■ DIRECTIONS FOR THIS TASK: The answer should consist of each line from the data below that includes "short".
MATERIAL FOR THE TASK Start Marker
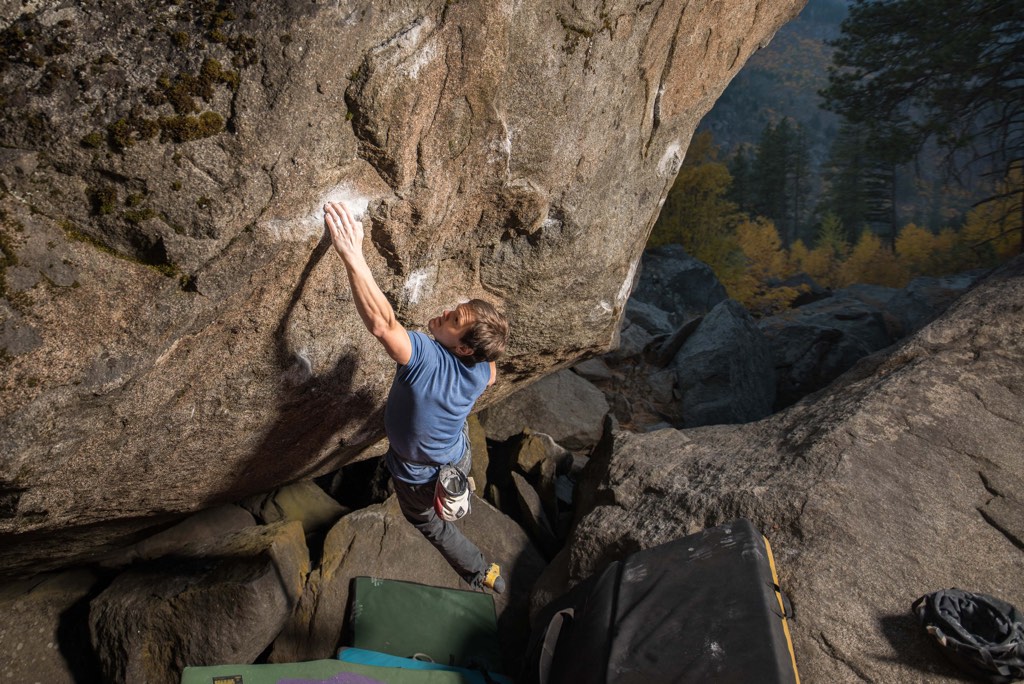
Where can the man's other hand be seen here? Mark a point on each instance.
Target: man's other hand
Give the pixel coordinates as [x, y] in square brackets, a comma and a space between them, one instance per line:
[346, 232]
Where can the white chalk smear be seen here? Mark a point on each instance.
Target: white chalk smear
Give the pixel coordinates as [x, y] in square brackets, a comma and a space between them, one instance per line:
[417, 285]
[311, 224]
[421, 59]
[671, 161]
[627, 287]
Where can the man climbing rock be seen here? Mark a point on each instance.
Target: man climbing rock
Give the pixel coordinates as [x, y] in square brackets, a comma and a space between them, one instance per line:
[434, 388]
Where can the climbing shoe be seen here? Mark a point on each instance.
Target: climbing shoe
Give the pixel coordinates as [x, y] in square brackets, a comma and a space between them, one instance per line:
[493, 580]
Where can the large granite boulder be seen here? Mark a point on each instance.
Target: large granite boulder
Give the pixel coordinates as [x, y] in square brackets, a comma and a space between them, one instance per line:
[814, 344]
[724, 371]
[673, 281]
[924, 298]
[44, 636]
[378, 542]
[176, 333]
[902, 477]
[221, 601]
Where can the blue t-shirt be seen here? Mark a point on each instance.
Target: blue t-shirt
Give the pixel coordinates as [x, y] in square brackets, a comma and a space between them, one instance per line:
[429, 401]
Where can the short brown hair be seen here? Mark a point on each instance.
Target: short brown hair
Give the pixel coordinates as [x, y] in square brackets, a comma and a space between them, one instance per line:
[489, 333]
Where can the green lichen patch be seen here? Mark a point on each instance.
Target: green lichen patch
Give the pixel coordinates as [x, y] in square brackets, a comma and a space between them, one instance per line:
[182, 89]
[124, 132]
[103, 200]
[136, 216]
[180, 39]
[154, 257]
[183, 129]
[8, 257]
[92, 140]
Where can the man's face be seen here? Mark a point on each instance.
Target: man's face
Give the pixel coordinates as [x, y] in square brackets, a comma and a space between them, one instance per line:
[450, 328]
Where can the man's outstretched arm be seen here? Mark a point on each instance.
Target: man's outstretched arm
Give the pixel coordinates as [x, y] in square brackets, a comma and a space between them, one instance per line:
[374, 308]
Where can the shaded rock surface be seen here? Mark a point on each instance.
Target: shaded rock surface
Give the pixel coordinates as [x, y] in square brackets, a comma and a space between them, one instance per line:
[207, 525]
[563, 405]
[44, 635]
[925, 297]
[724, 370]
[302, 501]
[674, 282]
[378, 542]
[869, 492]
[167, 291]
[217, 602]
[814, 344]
MATERIAL FOR THE TASK End Marker
MATERIAL FOR THE TASK Start Marker
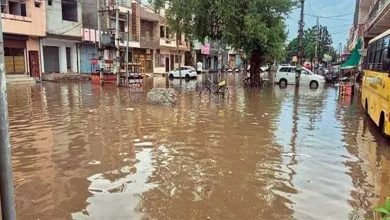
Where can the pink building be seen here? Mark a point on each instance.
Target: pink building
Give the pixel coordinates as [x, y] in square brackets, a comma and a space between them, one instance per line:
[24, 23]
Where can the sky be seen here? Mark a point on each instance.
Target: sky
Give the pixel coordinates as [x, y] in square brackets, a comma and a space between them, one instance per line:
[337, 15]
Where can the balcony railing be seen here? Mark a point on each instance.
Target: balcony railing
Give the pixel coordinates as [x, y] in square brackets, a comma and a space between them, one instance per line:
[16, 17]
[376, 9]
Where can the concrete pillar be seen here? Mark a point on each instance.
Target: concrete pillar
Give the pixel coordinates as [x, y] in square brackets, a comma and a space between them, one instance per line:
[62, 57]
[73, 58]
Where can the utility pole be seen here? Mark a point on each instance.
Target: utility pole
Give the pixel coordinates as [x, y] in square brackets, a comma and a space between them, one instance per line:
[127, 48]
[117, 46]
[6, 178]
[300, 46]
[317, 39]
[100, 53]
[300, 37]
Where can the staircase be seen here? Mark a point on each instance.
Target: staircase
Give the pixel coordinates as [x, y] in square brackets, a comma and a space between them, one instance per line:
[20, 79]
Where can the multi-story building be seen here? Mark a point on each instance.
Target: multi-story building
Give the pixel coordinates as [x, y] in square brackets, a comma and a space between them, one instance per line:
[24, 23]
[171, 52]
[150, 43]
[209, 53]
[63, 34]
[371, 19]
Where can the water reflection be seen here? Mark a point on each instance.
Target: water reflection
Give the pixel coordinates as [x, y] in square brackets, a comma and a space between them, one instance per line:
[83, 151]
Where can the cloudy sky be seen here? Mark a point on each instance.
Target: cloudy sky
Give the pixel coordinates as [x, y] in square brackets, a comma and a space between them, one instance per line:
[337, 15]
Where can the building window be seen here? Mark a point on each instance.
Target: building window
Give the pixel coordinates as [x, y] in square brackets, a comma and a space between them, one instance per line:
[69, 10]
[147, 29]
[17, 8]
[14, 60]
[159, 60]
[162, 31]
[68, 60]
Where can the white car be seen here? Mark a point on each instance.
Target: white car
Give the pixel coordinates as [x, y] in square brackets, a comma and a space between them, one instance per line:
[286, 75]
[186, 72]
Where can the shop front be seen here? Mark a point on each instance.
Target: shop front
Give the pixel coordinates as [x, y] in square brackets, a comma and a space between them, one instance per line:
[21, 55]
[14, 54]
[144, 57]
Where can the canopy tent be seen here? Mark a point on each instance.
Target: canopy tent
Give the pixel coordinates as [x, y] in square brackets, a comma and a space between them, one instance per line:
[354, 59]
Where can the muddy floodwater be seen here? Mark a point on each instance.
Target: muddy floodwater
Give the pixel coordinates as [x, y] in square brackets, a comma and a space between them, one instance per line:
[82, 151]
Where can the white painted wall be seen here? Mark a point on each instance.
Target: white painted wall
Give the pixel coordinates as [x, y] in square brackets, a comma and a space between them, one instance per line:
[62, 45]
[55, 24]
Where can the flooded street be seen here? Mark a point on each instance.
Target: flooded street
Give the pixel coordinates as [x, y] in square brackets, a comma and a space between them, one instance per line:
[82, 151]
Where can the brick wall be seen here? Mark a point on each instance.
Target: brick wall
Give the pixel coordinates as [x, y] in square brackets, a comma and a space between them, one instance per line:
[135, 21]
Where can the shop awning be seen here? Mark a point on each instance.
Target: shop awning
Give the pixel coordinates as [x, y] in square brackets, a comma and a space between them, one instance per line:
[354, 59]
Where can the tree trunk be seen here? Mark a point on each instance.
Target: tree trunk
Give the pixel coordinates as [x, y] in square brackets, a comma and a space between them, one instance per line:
MATERIAL FOR THE TASK End Marker
■ EXERCISE RESULT:
Where can the short brown hair be seen here? Mark a point on each instance.
Target: short brown hair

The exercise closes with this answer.